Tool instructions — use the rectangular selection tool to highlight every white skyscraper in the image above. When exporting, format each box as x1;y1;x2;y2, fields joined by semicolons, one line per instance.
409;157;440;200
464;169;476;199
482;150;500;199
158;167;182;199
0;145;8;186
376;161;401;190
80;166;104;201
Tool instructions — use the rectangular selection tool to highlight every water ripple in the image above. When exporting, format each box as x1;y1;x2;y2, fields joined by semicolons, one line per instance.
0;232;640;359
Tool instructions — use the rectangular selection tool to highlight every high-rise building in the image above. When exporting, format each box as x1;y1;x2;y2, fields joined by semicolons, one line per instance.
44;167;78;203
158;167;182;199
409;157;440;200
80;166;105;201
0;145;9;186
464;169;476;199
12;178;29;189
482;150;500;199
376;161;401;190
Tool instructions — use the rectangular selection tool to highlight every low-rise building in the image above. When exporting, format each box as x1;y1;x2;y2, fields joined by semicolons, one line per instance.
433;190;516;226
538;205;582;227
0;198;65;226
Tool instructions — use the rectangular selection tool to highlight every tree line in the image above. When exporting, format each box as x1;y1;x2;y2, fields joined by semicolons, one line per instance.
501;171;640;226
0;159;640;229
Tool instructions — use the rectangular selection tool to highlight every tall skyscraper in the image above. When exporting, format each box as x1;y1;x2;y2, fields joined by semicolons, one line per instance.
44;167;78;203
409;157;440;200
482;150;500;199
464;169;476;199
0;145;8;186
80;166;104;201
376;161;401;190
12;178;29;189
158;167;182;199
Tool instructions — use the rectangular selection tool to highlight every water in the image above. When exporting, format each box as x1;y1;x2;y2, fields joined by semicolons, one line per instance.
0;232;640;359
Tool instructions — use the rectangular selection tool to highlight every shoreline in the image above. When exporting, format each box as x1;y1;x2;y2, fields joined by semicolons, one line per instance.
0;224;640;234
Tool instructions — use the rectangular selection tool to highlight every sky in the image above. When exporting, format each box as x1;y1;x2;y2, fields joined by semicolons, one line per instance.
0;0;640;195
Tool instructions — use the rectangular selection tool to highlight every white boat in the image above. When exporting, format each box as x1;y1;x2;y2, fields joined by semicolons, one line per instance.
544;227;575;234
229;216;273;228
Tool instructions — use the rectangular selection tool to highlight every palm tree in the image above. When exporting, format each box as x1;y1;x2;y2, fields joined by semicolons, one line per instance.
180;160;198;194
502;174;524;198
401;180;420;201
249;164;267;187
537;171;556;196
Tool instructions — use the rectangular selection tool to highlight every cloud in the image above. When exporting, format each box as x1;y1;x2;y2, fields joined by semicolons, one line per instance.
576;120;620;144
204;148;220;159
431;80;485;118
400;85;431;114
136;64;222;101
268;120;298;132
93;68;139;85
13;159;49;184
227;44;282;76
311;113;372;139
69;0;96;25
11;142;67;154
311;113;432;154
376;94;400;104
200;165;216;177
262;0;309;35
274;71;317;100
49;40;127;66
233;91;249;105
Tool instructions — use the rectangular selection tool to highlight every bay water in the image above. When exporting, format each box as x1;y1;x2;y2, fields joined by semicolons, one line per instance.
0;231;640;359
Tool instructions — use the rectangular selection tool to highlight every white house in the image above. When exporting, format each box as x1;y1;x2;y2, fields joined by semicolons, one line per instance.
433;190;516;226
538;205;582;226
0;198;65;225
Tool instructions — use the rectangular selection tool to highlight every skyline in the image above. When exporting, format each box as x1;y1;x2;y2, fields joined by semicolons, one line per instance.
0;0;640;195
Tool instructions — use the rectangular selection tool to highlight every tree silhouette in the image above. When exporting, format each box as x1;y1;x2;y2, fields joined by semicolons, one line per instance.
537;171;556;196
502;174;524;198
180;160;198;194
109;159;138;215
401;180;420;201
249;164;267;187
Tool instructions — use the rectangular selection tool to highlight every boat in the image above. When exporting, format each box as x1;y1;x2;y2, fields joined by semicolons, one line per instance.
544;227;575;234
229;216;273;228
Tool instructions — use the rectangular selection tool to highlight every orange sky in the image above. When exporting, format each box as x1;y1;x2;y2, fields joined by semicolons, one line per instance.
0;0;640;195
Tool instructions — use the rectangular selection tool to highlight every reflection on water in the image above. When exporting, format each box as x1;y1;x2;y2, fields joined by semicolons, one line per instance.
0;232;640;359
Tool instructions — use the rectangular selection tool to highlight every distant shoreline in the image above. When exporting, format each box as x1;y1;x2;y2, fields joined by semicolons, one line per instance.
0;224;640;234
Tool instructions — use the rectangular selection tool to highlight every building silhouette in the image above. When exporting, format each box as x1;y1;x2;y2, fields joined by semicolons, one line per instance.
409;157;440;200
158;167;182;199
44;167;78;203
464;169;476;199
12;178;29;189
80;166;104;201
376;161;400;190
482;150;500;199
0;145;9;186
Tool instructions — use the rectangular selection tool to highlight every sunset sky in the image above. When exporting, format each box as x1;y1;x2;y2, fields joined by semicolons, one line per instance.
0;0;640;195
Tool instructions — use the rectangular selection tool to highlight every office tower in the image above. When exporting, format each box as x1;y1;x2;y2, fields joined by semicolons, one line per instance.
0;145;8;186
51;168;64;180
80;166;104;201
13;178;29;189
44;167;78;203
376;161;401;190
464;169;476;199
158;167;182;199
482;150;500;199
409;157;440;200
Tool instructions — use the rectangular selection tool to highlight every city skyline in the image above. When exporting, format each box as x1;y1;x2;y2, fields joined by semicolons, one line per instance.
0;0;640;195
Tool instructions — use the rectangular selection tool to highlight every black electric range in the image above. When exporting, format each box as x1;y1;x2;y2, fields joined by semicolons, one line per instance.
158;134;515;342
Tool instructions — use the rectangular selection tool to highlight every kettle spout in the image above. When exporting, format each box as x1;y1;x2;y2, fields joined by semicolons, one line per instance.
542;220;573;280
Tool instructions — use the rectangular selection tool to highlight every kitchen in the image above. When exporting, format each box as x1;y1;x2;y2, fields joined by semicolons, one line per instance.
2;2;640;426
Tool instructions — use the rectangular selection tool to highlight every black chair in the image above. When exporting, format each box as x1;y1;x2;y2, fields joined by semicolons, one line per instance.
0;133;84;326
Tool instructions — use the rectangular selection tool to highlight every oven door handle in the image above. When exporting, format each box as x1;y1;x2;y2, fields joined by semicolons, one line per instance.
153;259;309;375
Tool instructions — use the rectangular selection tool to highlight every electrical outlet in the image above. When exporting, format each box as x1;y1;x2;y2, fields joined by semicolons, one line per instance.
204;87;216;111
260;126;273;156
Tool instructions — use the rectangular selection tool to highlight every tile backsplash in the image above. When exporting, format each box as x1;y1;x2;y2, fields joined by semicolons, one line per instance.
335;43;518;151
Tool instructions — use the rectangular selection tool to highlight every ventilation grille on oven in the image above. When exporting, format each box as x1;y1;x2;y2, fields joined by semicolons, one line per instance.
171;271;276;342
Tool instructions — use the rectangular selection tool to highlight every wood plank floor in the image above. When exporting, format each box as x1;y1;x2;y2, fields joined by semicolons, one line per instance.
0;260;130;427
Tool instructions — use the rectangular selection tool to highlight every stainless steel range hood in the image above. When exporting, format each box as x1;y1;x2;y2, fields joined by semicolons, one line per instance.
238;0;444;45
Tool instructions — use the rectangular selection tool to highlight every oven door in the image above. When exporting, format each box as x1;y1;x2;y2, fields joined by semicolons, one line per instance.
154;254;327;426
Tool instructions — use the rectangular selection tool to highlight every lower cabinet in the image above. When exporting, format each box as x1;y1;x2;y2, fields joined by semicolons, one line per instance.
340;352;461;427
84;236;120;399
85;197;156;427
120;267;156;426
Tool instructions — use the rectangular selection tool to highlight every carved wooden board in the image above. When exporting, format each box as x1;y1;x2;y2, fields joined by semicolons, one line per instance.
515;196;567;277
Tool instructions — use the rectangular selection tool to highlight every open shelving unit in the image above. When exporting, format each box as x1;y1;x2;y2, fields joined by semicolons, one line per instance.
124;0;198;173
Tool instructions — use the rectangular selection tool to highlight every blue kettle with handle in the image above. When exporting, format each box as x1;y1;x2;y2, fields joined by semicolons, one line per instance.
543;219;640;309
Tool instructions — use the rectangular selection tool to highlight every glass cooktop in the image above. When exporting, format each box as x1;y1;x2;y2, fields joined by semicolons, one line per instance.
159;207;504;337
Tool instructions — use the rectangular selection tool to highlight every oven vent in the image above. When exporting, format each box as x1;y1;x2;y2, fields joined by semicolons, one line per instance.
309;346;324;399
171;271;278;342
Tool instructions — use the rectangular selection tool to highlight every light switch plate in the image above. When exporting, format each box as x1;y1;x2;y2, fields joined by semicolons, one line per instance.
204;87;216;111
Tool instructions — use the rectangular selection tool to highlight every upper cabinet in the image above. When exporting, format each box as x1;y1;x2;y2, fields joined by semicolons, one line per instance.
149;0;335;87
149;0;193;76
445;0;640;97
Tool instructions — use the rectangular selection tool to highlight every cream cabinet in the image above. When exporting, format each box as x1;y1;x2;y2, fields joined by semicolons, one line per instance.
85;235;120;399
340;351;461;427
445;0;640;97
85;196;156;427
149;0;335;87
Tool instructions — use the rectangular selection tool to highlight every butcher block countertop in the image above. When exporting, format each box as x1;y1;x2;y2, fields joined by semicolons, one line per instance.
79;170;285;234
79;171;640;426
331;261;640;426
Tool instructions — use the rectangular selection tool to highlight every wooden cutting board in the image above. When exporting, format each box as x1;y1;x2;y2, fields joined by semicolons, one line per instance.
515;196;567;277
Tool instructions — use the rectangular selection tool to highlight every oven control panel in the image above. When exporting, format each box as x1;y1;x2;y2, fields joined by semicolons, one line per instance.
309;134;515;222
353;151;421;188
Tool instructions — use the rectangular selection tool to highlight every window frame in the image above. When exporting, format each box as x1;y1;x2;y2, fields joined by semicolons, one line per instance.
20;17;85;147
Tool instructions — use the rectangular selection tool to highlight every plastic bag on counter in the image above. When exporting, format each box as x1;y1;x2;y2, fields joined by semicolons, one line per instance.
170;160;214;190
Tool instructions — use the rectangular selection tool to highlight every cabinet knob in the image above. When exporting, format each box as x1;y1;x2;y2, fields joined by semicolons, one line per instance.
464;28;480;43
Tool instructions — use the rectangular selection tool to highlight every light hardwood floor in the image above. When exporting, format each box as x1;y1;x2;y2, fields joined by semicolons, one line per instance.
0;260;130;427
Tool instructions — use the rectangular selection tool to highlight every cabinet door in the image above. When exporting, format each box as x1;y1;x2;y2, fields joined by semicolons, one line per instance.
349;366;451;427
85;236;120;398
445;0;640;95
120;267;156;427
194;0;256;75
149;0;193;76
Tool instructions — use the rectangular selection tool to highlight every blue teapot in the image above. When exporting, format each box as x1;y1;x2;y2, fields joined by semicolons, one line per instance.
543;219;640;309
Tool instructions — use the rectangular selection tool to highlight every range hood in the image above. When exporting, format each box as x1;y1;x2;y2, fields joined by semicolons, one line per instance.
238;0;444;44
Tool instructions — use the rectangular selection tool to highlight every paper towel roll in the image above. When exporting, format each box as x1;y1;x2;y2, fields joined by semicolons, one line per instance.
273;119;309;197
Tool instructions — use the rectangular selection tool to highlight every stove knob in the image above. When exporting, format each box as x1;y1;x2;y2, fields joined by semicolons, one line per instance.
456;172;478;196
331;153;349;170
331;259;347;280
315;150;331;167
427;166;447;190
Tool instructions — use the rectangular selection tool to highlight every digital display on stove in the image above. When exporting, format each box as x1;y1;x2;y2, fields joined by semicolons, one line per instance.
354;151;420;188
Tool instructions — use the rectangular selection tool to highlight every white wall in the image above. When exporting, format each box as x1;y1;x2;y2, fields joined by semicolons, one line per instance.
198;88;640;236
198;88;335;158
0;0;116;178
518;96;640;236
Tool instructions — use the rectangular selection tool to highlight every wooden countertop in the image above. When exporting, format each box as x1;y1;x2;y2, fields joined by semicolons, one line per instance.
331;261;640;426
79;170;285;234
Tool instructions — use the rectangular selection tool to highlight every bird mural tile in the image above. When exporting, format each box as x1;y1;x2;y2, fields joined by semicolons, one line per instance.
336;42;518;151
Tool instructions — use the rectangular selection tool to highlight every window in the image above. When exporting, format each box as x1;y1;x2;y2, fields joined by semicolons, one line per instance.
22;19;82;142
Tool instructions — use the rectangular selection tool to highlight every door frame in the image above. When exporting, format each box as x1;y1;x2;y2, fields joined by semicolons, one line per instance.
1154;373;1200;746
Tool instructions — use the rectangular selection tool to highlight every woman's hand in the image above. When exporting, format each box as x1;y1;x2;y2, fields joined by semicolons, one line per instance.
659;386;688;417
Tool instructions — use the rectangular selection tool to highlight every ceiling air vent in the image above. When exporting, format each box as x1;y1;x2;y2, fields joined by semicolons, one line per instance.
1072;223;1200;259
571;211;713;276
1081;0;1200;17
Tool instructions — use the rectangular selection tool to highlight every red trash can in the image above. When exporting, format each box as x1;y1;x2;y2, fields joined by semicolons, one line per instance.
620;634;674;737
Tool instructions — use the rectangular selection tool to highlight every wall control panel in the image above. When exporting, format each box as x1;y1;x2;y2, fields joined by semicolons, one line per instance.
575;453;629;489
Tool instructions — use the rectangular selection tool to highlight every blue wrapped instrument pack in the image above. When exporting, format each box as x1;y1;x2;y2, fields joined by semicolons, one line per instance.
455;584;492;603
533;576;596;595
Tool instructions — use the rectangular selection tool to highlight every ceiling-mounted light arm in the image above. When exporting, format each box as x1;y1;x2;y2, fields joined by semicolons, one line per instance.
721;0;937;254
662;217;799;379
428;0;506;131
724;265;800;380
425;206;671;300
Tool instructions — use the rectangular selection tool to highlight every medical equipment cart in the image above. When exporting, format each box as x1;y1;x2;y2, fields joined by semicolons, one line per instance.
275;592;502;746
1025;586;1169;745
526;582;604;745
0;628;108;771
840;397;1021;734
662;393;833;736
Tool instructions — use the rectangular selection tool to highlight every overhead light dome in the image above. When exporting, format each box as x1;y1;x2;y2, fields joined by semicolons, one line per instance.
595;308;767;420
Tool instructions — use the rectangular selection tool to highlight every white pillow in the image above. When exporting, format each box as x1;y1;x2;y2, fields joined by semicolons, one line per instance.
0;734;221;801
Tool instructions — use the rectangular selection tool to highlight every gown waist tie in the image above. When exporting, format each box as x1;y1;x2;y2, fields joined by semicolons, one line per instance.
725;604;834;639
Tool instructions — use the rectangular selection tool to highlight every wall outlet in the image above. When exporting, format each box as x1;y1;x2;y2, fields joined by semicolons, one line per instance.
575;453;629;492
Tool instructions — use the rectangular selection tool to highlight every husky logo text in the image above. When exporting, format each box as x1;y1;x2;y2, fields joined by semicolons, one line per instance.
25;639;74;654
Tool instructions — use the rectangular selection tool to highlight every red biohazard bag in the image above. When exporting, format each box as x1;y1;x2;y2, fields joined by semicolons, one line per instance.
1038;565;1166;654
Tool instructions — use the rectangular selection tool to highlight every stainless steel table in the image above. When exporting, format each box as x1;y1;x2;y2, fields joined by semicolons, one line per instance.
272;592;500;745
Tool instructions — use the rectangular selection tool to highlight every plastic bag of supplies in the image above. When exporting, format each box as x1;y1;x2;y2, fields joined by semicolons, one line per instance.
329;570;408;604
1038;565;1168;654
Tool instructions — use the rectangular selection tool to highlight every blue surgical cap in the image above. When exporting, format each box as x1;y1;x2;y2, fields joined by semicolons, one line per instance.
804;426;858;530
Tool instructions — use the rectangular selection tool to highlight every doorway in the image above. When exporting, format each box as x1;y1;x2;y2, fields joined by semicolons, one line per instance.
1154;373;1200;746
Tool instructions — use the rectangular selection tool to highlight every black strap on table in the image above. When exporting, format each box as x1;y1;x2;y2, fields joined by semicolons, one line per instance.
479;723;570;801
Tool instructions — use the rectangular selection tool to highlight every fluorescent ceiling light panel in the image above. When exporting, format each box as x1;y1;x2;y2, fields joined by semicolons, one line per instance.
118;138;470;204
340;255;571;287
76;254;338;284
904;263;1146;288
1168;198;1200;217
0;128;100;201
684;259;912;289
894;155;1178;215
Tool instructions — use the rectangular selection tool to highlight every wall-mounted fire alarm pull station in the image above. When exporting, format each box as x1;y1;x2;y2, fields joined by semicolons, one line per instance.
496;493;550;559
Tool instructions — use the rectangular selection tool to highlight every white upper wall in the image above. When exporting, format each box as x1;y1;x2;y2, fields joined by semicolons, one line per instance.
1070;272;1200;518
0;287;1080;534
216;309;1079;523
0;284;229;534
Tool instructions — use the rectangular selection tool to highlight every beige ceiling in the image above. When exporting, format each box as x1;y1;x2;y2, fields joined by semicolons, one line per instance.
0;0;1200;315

### Work required:
Return the rows from the line with "every wooden countertop" to the line with "1081;0;1200;17", both included, reproduced without any change.

### Answer to the task:
Tool instructions — use the rectangular selection tool to highlight every wooden countertop in the image above. When exporting, format each box as x1;y1;x2;y2, fields joined by semicolons, one line per instance.
331;261;640;426
79;170;285;234
Tool instructions — use the rectangular selection tool to highlight every bird mural tile in the image above. When exporting, format each box as x1;y1;x2;y2, fields joined by semicolons, one line per instance.
336;42;518;151
Tool instructions — use the rectangular selection tool to highlight every window in the image above. When exporting, format each box as x1;y1;x2;y2, fields joined by semicolons, one line per instance.
22;19;82;142
Tool instructions — use the rectangular selection tool to highlight every door frame in the image above. When exporting, format each box as x1;y1;x2;y2, fields joined by semicolons, one line per instance.
1154;373;1200;746
Tool instructions — use the rectangular selection tool to highlight every woman's hand in the image above. When exporting, format each box as x1;y1;x2;y2, fields joined by semicolons, one line per instance.
659;386;688;417
Tool instructions — use the rectangular selection tool to highlight every ceiling air vent in the image above. When exporting, format each box as x1;y1;x2;y2, fields joined by semicolons, one line per instance.
1072;223;1200;259
571;211;713;276
1081;0;1200;17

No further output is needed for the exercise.